Task brief: The answer is one number: how many lines in the data below hold "people".

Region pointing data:
--- START ---
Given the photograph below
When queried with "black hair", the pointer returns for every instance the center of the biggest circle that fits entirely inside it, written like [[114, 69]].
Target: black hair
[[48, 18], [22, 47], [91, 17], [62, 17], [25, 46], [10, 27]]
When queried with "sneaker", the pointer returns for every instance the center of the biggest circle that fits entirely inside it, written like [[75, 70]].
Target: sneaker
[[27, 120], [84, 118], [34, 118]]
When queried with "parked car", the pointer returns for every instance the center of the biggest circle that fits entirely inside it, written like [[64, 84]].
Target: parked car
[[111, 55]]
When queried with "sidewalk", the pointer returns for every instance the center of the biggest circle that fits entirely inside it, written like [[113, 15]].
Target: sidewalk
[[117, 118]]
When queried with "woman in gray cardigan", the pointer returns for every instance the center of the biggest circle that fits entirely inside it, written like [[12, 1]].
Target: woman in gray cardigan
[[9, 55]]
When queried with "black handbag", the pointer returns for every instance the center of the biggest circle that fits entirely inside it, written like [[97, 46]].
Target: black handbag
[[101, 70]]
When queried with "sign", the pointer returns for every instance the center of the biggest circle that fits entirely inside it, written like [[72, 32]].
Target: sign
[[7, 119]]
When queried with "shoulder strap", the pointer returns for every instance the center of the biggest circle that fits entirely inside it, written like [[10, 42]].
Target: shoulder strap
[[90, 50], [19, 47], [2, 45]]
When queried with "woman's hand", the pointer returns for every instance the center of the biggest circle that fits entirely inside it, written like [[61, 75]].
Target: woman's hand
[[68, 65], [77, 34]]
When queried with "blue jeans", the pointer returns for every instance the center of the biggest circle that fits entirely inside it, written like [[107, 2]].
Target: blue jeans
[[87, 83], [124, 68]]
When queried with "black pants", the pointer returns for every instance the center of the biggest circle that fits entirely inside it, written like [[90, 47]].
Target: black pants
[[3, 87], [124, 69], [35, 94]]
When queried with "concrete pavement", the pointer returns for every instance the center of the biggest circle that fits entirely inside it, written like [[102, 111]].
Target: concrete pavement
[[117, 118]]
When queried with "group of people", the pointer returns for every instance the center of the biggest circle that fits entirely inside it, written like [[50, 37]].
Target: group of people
--- END ---
Finished exercise: 2